Anne Salve Women

father and child s hands together

Fear: How Well Do You Understand Its Purpose?

I was afraid of Papa. He placed fear in me. 

At least this is how I thought to perceive my feelings at first.

I feared my father.

I felt and heard the Jiminy Cricket in me always asking if my next step was right whenever I found myself to be in a questionable predicament. 

I could feel myself tremble from worry upon finding myself at a moment of uncertainty.

I always wanted to be sure I was doing right, that discernment to know and yet, seemingly lost at a moment’s decision.

As I grew up, I began to understand that very fear instilled within me.

It took me almost a half century to realize I had not been afraid of Papa. I was afraid to disappoint.

Papa was merely that symbol of forewarn to always choose and do right. 

It was when I felt to have done wrong where I feared the truth in my actions. They had not been right and Papa would soon find out if he hadn’t already. 

Just the very thought of Papa stood in my thoughts as a symbolism for integrity.

Just several years over a decade ago, my former teaching colleague, Roy, a retired professional baseball pitcher who then attained his dream job of becoming a teacher, placed a copy of the saying in my room out of my request, “Integrity. It’s what you do when no one is looking.”

To be integrous is an ever-going training and expectation for the heart, the mind, the body, and the spirit. 

As I grew, I trained myself to believe Papa knew what I was doing even if he wasn’t around- until in faced reality, one day (picking up the phone to call him one day only to be reminded he had passed three years prior), Papa had long gone.

I feared wrong.

This has helped me throughout my journey of life.

Nearing my golden years, just shy of a few days, I smile upon myself to think, I’ve continued to serve myself well.

I don’t mean that in a vein way.

I mean that in a fulfillment way. To serve the father’s expectations instilled within me.

I naturally brought in five amazingly, strong, healthy, beautiful, and intelligible children, each of which I made sure to take care of myself that I eat and exercise my heart, mind, body, and spirit far before the child growing within me even entered this world.

When I think or look at each of my children, I know my part was my all to now where some must face their own destinies based off their own reaping.

I have loved and devoted myself to my husband from the very beginning of our time, over thirty years ago. No other man can say they have ever managed nor were invited to violate the holy matrimony I have strongly upheld to the one man of all our five children together.

I can look at my husband, I can look at our children, and together, I happily can proclaim- one. 

I have given my children the gift of one father.

I have given my husband the gift of one wife, one that is good, one who can say, “All of our children are unquestionably yours. All ours.” 

We are one.

I can and have silently laughed at the whispers of doubts of my loyalty in all my years of wifing (wife-ing) – the love, loyalty, or enthusiasm a lawful woman offers incessantly to one partner for life. 

Promiscuous mentalities can only think in a way where no one else could ever stay good and faithful to one. Good, I am. Faithful I am. I prove to no one, but One.

Jiminy Cricket could vouch such claim if ever need be to care to prove to anyone who would probably and, still, must convince themselves otherwise.

You can give aide to the blind to see and the deaf to hear.

You must leave alone those who are blind and deaf by choice.

I look at my husband and know even more each day, “My darling, I am yours and you are mine…”

This is my own gift to me. 

Each time I hold my husband’s hand, I know and am certain, he holds the hand of one honorable, loyal, faithful, integrous, and devoted. That, I am. Jiminy Cricket knows.

### Excerpts from a point labeling dataset:
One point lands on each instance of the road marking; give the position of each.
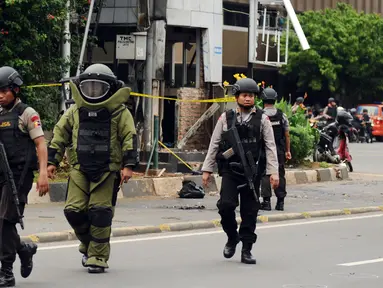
(362, 262)
(260, 227)
(366, 174)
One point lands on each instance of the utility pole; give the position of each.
(66, 47)
(85, 39)
(252, 36)
(148, 103)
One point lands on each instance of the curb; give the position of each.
(169, 186)
(68, 235)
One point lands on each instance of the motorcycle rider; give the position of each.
(367, 121)
(342, 123)
(330, 111)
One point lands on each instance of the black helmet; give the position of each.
(344, 118)
(9, 77)
(245, 85)
(97, 83)
(269, 94)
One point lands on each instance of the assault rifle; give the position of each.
(10, 181)
(247, 159)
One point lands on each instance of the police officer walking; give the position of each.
(20, 132)
(256, 134)
(100, 132)
(280, 126)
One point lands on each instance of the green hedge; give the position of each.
(302, 136)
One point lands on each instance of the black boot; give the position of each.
(266, 205)
(7, 279)
(280, 205)
(83, 260)
(246, 256)
(96, 269)
(26, 254)
(230, 247)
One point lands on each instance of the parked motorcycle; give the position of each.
(367, 136)
(317, 124)
(325, 150)
(354, 135)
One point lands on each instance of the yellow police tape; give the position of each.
(216, 100)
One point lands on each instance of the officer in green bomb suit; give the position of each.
(100, 135)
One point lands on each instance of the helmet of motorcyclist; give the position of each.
(9, 78)
(269, 95)
(10, 81)
(245, 85)
(97, 83)
(343, 118)
(248, 86)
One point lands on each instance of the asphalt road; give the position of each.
(367, 157)
(305, 254)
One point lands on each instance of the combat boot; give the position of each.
(83, 260)
(26, 254)
(246, 256)
(280, 205)
(266, 205)
(7, 279)
(96, 269)
(230, 247)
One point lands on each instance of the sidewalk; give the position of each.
(152, 210)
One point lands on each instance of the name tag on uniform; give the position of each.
(5, 124)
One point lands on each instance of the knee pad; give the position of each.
(76, 218)
(101, 216)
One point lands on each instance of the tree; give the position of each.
(346, 55)
(30, 41)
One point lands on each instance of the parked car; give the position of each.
(375, 111)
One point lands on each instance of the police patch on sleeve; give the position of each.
(36, 121)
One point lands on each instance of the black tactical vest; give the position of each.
(250, 135)
(279, 131)
(20, 148)
(93, 142)
(332, 111)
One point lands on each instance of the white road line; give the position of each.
(183, 235)
(362, 262)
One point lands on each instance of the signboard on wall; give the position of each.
(126, 47)
(131, 47)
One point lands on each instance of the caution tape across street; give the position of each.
(216, 100)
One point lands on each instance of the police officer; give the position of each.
(280, 125)
(21, 133)
(256, 134)
(100, 134)
(330, 111)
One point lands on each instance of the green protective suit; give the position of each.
(89, 206)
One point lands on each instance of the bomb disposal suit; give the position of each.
(100, 134)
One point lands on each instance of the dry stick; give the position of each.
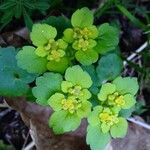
(29, 146)
(141, 48)
(133, 120)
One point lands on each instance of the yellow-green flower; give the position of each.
(68, 112)
(43, 37)
(77, 83)
(82, 36)
(116, 95)
(107, 120)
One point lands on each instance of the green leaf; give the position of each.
(55, 101)
(62, 121)
(119, 130)
(78, 18)
(109, 67)
(42, 33)
(106, 89)
(93, 118)
(127, 85)
(46, 86)
(86, 57)
(75, 74)
(84, 110)
(60, 66)
(68, 35)
(60, 23)
(108, 38)
(28, 60)
(13, 80)
(126, 113)
(96, 139)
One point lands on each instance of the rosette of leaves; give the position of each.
(49, 54)
(86, 39)
(71, 104)
(105, 121)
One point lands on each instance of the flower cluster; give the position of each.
(113, 98)
(73, 92)
(82, 36)
(73, 99)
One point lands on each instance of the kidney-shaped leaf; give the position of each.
(13, 80)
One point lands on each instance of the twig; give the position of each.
(142, 124)
(29, 146)
(141, 48)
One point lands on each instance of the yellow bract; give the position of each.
(70, 104)
(75, 91)
(81, 33)
(53, 50)
(116, 99)
(56, 55)
(108, 118)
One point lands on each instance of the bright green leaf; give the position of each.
(13, 80)
(119, 130)
(86, 57)
(84, 110)
(55, 101)
(108, 38)
(60, 66)
(129, 101)
(127, 85)
(93, 118)
(106, 89)
(62, 121)
(46, 86)
(75, 74)
(28, 60)
(96, 139)
(60, 23)
(78, 18)
(42, 33)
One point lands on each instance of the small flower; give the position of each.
(82, 36)
(76, 86)
(72, 103)
(54, 51)
(107, 120)
(110, 95)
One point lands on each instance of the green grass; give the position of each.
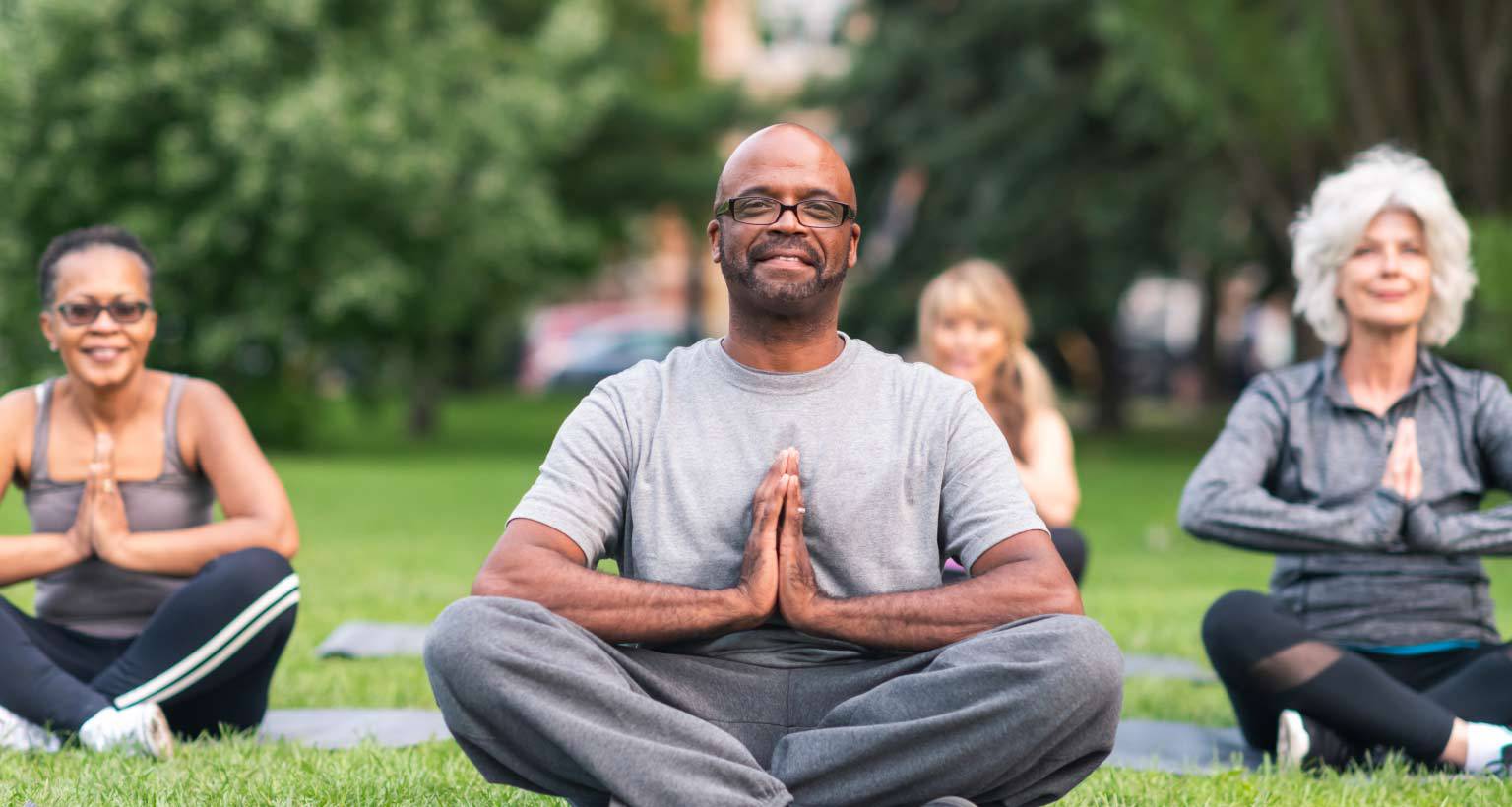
(395, 530)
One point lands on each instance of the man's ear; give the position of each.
(714, 240)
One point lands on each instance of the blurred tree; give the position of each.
(1085, 143)
(1283, 93)
(369, 186)
(998, 113)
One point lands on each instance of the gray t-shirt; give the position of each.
(902, 468)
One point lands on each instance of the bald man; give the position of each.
(779, 502)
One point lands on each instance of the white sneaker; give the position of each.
(1292, 739)
(20, 735)
(140, 728)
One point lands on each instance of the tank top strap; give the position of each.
(172, 457)
(44, 419)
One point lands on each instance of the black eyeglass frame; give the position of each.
(727, 206)
(133, 312)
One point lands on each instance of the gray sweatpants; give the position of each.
(1015, 715)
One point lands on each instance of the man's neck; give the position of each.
(784, 344)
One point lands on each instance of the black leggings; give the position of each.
(1069, 543)
(208, 654)
(1269, 660)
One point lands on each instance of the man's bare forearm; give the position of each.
(936, 617)
(617, 609)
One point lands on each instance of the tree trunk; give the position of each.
(423, 404)
(1111, 394)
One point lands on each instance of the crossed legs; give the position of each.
(1015, 715)
(206, 656)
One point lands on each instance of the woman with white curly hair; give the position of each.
(1362, 471)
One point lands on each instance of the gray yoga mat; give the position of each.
(372, 641)
(349, 727)
(1179, 748)
(1148, 745)
(1165, 666)
(384, 640)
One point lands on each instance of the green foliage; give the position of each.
(1086, 143)
(374, 188)
(1483, 339)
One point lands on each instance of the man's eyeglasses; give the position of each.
(767, 211)
(84, 313)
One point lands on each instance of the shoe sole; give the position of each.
(1292, 741)
(159, 736)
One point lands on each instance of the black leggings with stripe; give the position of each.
(206, 656)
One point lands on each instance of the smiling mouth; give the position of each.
(103, 354)
(787, 260)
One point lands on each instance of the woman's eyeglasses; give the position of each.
(84, 313)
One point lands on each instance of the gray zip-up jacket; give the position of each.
(1297, 471)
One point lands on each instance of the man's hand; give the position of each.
(1404, 467)
(758, 584)
(107, 528)
(797, 591)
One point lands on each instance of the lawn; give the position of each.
(395, 530)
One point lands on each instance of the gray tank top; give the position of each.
(95, 597)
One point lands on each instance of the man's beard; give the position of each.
(739, 268)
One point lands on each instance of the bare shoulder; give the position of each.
(19, 411)
(208, 416)
(17, 425)
(203, 397)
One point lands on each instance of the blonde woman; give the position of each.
(1362, 471)
(973, 325)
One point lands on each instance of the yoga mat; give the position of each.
(1147, 745)
(1165, 666)
(1179, 748)
(349, 727)
(363, 640)
(372, 641)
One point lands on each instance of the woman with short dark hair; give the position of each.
(152, 617)
(1364, 471)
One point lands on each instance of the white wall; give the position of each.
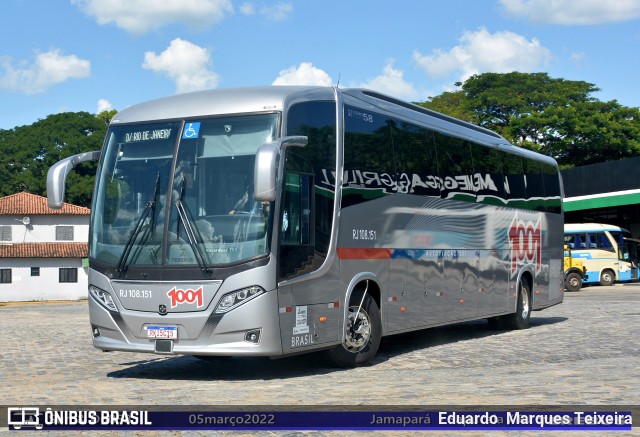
(42, 228)
(47, 286)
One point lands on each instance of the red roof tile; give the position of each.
(44, 250)
(31, 204)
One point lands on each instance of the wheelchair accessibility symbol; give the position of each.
(191, 130)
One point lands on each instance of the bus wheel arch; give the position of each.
(607, 277)
(573, 281)
(524, 304)
(362, 329)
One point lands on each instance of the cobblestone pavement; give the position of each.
(583, 352)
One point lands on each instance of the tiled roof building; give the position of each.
(42, 249)
(30, 204)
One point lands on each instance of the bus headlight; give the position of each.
(236, 298)
(103, 298)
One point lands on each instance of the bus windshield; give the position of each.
(179, 193)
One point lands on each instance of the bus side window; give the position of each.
(296, 210)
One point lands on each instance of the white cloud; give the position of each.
(247, 9)
(571, 12)
(391, 82)
(304, 74)
(279, 12)
(142, 16)
(577, 56)
(49, 69)
(186, 64)
(481, 52)
(104, 105)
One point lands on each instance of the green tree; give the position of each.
(556, 117)
(451, 103)
(29, 151)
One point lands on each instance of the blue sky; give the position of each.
(91, 55)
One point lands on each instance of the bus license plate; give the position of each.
(162, 332)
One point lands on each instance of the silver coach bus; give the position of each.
(278, 220)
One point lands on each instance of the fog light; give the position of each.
(252, 336)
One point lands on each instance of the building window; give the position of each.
(68, 275)
(5, 233)
(64, 233)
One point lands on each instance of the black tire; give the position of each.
(607, 277)
(573, 282)
(362, 337)
(520, 319)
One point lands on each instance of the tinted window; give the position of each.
(514, 181)
(416, 159)
(487, 176)
(369, 167)
(552, 188)
(456, 168)
(535, 185)
(309, 189)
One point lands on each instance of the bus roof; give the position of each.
(221, 101)
(276, 98)
(590, 227)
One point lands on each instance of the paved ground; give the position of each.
(583, 352)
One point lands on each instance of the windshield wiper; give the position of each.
(190, 230)
(149, 208)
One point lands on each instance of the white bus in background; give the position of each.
(607, 252)
(278, 220)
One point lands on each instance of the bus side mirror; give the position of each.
(266, 166)
(57, 176)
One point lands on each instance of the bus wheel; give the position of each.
(573, 282)
(362, 333)
(607, 277)
(520, 319)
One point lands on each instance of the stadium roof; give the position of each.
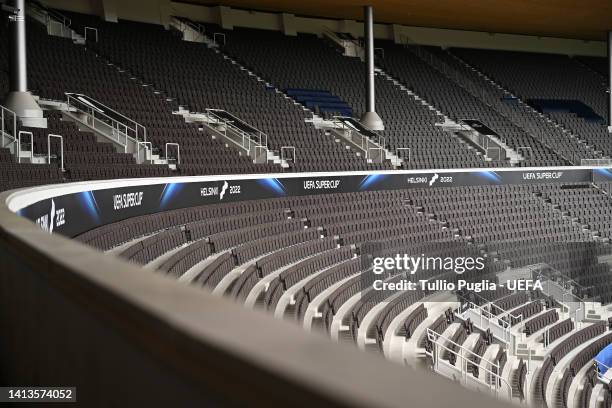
(583, 19)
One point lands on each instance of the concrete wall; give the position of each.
(124, 336)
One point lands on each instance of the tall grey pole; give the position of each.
(370, 117)
(610, 81)
(19, 99)
(18, 57)
(369, 57)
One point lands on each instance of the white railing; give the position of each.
(145, 145)
(559, 291)
(402, 149)
(497, 320)
(441, 344)
(370, 150)
(605, 377)
(365, 141)
(248, 140)
(122, 128)
(8, 117)
(520, 149)
(23, 132)
(61, 139)
(184, 24)
(178, 152)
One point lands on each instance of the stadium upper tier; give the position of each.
(534, 106)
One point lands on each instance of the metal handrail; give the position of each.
(49, 136)
(493, 148)
(178, 152)
(131, 130)
(497, 320)
(525, 148)
(23, 132)
(380, 149)
(145, 144)
(51, 21)
(344, 125)
(200, 29)
(495, 385)
(287, 148)
(263, 137)
(602, 376)
(398, 149)
(265, 151)
(472, 87)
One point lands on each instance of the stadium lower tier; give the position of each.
(304, 249)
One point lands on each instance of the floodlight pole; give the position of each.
(19, 99)
(610, 81)
(370, 118)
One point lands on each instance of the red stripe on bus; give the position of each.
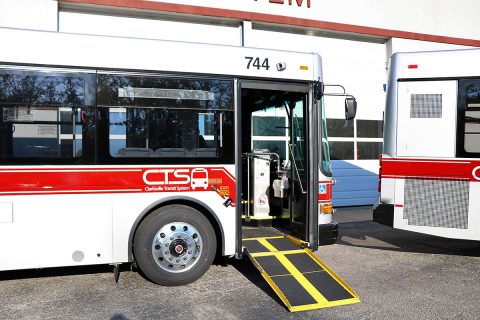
(62, 180)
(431, 169)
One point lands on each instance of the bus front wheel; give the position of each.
(174, 245)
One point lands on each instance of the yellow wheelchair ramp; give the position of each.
(300, 279)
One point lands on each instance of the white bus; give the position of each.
(430, 167)
(119, 150)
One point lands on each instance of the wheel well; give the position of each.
(207, 212)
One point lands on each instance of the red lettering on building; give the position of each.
(290, 2)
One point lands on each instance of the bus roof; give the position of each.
(436, 64)
(107, 52)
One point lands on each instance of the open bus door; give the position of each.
(277, 163)
(275, 145)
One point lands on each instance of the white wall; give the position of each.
(29, 14)
(148, 28)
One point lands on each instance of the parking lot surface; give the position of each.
(398, 275)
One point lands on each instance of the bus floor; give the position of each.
(299, 278)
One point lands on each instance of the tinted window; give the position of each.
(369, 150)
(468, 144)
(161, 119)
(41, 115)
(341, 150)
(340, 128)
(369, 129)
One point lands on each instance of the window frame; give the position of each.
(462, 108)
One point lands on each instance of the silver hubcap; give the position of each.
(177, 246)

### Things to do:
**1)** Write out the part of the essay on fear between "I felt and heard" and "he hadn’t already.", inclusive.
**2)** In the essay on fear, what had Roy, the former teaching colleague, been before he became a teacher?
**3)** Carry the essay on fear forward from its final line.

### Outputs:
**1)**
I felt and heard the Jiminy Cricket in me always asking if my next step was right whenever I found myself to be in a questionable predicament. 

I could feel myself tremble from worry upon finding myself at a moment of uncertainty.

I always wanted to be sure I was doing right, that discernment to know and yet, seemingly lost at a moment’s decision.

As I grew up, I began to understand that very fear instilled within me.

It took me almost a half century to realize I had not been afraid of Papa. I was afraid to disappoint.

Papa was merely that symbol of forewarn to always choose and do right. 

It was when I felt to have done wrong where I feared the truth in my actions. They had not been right and Papa would soon find out if he hadn’t already.

**2)** A professional baseball pitcher.

**3)**
I have silently laughed, knowing each of our children have had their share of naughty moments. And, yet, I think, “Good. They are not the stiff-necked kind who don’t know how to embrace still, the child in them. Good that they know how to break through for autonomy. Good that they know how to step away from discomfort of restriction and confinement so that they may grow, develop, and thrive beyond the grounded foundations they each were put in.” 

The spirit of a child lives and lingers within.

A seed is meant to push and break through in able to flourish to become how each were meant to blossom and bear fruit. 

Had I not done the same, I would not be breathing the air of leisure and peace to that which I have blessedly followed through the words of Jiminy Cricket within me.

As I have said to my students within my many years of teaching, “Nobody is perfect but we can each strive for excellence.”

I am saddened by the world around me who have not taken the time to reflect on correction or forewarns.

I see now those who have been left behind- marked by obstinance, pride, denial, and lack of accountability, daubed with, instead, the victim mentality, blaming everyone but themselves of their own found circumstances, no matter how many times they see themselves still immobilized from the same input/output results. 

While I cannot deny for being angered or impacted by the attempts of others to steal, kill, and destroy the hearts, minds, bodies, and spirits of one another, I see those very same only hungry and thirsty due such depravity. 

Hungry and thirsty each day and yet the well is there to supplement their thirst, too busied by their eyes wandering as to the satiation filling others.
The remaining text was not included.